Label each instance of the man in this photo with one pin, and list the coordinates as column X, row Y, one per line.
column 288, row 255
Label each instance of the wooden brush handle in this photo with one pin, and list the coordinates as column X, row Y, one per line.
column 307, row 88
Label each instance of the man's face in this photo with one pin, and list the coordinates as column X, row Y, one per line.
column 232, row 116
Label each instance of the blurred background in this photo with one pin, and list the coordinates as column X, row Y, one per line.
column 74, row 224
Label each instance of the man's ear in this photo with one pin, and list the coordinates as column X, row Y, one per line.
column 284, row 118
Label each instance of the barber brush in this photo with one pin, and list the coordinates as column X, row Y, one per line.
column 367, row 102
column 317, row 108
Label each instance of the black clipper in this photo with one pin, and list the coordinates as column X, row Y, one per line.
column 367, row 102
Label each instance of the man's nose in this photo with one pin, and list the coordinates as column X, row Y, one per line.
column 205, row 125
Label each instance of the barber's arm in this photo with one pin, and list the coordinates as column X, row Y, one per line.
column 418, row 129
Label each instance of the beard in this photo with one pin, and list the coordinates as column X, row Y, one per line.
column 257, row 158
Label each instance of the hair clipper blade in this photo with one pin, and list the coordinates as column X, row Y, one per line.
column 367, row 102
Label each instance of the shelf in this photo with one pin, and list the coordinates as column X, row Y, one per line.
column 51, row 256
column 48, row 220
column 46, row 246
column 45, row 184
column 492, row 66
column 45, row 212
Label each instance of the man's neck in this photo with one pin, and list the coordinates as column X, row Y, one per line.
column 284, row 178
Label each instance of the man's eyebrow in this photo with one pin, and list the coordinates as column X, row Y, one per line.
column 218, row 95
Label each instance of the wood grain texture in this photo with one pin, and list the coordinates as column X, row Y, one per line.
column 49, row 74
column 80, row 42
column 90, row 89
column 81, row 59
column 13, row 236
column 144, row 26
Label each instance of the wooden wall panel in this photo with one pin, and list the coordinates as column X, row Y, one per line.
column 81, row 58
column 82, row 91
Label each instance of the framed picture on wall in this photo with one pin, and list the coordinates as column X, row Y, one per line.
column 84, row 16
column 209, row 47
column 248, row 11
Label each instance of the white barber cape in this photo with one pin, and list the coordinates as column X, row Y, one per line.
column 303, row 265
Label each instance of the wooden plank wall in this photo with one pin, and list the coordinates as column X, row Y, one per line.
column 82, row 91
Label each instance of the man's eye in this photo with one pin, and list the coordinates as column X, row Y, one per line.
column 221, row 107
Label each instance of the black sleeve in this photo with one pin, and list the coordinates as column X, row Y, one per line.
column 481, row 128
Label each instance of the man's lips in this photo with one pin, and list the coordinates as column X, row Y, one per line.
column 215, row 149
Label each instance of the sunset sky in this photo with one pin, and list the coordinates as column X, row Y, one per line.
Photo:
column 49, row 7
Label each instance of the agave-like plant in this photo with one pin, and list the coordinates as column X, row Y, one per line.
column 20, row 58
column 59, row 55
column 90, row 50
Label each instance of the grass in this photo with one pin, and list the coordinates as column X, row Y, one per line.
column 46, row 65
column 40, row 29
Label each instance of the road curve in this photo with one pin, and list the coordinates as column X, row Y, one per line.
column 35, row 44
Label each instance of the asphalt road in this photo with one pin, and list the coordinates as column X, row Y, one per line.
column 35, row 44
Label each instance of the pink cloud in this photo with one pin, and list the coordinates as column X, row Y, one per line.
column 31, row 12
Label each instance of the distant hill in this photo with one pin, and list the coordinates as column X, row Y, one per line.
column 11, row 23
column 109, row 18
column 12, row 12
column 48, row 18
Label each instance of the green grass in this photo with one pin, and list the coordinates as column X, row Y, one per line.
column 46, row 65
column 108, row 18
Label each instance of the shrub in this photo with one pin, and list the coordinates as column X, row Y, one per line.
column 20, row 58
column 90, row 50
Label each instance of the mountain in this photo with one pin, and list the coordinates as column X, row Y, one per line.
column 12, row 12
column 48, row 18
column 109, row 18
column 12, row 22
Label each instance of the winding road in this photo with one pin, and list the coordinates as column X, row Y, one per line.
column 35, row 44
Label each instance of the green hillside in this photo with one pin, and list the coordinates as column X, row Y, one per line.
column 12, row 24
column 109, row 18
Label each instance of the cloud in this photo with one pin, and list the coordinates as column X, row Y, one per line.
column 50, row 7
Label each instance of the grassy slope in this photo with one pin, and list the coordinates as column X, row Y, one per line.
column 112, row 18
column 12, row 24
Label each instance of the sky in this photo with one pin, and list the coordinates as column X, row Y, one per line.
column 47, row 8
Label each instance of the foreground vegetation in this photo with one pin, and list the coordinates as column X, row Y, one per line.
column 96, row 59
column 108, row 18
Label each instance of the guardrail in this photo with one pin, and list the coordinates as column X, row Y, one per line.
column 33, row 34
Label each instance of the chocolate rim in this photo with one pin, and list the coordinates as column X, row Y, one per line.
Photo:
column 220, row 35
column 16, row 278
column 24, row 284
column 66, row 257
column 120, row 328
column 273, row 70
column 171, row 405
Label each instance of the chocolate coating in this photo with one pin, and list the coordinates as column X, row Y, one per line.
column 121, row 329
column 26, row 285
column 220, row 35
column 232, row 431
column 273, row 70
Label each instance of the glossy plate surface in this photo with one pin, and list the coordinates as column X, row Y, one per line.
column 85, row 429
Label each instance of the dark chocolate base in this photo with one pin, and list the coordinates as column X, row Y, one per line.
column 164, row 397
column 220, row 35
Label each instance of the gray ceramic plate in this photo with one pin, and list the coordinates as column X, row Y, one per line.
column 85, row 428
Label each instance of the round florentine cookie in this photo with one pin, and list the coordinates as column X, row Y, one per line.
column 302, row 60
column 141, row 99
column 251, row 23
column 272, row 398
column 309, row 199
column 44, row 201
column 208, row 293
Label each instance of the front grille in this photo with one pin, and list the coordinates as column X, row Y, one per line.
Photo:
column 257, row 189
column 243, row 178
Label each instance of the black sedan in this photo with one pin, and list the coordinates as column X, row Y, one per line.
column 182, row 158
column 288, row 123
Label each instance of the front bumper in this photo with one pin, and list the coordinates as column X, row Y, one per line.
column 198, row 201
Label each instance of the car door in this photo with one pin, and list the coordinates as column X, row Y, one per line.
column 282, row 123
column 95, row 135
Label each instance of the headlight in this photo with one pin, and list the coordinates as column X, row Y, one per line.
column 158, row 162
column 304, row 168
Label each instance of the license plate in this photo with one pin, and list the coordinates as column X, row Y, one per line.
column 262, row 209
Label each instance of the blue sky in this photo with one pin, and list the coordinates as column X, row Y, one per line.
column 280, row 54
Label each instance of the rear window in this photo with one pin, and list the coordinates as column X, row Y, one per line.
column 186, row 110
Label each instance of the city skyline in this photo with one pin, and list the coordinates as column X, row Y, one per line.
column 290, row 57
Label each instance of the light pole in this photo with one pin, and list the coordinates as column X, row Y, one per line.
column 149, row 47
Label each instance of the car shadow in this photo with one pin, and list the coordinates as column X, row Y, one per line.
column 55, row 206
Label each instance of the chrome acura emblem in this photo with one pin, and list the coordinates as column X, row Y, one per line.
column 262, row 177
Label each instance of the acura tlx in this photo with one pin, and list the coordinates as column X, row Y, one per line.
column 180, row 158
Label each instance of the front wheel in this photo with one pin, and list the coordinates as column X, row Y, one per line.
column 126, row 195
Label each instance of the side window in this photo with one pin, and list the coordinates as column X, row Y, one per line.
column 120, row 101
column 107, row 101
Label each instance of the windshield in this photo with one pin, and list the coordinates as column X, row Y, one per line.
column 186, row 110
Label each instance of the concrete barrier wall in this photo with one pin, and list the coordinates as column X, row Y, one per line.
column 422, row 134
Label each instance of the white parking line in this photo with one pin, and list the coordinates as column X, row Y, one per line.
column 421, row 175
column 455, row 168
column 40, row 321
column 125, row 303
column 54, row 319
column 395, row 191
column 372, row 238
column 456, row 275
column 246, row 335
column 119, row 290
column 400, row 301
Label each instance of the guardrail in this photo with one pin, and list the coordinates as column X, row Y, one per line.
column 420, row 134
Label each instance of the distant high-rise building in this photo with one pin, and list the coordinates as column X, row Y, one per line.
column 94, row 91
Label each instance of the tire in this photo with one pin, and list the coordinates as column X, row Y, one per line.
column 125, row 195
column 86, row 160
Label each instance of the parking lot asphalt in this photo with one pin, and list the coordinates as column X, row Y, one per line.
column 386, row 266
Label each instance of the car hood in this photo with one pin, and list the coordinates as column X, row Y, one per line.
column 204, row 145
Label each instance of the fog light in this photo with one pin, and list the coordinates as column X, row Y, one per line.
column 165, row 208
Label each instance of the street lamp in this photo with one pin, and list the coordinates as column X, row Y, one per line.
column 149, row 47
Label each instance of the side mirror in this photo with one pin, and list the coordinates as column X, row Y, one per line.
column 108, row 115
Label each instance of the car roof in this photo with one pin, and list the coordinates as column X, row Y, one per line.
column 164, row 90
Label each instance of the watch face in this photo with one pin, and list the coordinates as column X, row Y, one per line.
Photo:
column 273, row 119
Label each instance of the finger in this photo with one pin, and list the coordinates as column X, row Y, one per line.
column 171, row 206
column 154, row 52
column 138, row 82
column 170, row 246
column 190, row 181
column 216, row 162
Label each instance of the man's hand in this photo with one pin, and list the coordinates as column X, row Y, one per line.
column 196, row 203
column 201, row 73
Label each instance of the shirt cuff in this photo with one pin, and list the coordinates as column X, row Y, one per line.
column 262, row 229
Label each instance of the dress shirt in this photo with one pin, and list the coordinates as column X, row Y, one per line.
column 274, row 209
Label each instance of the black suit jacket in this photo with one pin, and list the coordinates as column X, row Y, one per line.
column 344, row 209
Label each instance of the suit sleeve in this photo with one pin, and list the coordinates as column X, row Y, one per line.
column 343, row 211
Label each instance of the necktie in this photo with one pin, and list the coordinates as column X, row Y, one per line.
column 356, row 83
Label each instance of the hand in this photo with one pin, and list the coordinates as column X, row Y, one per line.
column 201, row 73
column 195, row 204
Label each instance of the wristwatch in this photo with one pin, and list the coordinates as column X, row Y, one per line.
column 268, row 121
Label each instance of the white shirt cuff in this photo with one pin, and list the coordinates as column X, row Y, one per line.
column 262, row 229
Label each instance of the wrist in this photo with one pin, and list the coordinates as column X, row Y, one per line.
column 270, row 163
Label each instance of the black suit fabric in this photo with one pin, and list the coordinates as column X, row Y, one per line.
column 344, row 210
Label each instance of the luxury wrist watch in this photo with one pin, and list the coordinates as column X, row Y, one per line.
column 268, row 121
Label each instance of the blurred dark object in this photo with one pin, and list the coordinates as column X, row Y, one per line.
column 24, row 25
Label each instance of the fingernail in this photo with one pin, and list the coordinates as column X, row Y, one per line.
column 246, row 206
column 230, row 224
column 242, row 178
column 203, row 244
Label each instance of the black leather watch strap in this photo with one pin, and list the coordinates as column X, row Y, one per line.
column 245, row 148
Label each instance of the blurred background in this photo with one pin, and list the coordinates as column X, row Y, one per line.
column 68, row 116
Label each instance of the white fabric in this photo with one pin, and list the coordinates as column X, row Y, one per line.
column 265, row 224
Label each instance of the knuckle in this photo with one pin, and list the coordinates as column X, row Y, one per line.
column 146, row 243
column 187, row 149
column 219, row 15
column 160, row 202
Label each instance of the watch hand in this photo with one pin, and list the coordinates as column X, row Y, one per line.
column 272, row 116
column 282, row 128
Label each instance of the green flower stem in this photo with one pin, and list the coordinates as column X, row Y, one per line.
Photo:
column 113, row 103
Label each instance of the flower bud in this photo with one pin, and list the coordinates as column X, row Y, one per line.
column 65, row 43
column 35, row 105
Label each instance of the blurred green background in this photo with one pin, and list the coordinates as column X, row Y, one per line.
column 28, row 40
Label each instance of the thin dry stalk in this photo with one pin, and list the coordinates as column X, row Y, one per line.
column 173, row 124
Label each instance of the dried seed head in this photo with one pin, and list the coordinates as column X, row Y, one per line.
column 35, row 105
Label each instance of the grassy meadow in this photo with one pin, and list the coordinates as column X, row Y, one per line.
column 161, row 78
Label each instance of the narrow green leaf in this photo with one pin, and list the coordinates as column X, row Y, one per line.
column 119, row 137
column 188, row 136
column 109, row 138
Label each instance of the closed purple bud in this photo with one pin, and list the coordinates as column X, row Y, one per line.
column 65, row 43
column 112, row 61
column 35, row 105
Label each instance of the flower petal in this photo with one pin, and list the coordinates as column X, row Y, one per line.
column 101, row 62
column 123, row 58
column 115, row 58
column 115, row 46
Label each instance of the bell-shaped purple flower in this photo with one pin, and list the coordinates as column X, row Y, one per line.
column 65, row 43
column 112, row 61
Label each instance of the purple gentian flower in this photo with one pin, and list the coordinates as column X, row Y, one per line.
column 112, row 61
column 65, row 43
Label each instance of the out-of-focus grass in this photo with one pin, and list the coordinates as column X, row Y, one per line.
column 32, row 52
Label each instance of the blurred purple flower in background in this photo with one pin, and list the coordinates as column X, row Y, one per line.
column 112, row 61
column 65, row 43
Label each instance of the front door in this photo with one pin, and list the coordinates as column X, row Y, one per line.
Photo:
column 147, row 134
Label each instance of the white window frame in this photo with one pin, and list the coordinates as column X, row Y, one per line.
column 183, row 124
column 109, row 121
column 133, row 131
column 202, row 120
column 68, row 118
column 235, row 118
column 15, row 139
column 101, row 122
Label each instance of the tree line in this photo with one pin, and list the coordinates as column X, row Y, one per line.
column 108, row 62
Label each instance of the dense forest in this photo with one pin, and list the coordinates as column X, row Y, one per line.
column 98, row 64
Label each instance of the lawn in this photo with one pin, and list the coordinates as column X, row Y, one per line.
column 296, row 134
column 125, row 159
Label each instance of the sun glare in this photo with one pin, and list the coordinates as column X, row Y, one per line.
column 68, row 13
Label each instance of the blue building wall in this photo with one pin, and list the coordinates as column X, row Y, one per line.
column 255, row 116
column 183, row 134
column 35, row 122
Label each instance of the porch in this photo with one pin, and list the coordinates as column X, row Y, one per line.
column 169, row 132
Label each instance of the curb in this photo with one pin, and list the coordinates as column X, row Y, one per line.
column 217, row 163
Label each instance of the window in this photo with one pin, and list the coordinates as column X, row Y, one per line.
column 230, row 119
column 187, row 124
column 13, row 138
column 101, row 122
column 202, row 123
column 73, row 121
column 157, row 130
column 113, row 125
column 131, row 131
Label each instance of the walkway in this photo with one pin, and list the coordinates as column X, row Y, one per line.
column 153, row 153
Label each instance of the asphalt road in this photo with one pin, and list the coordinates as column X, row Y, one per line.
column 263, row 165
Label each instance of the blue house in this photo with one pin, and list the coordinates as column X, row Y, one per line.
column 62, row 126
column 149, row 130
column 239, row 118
========================================================================
* **Task**
Convert the items in the stretch from the line containing "Label each instance of the grassy meadow" through the line containing "column 161, row 78" into a two-column CSV with the headers input and output. Give one row per item, with its text and its answer each in a single quoted field and any line breaks replaced by spaces.

* **Solution**
input,output
"Label each instance of the grassy meadow in this photo with one pin, and list the coordinates as column X, row Y, one per line.","column 161, row 78"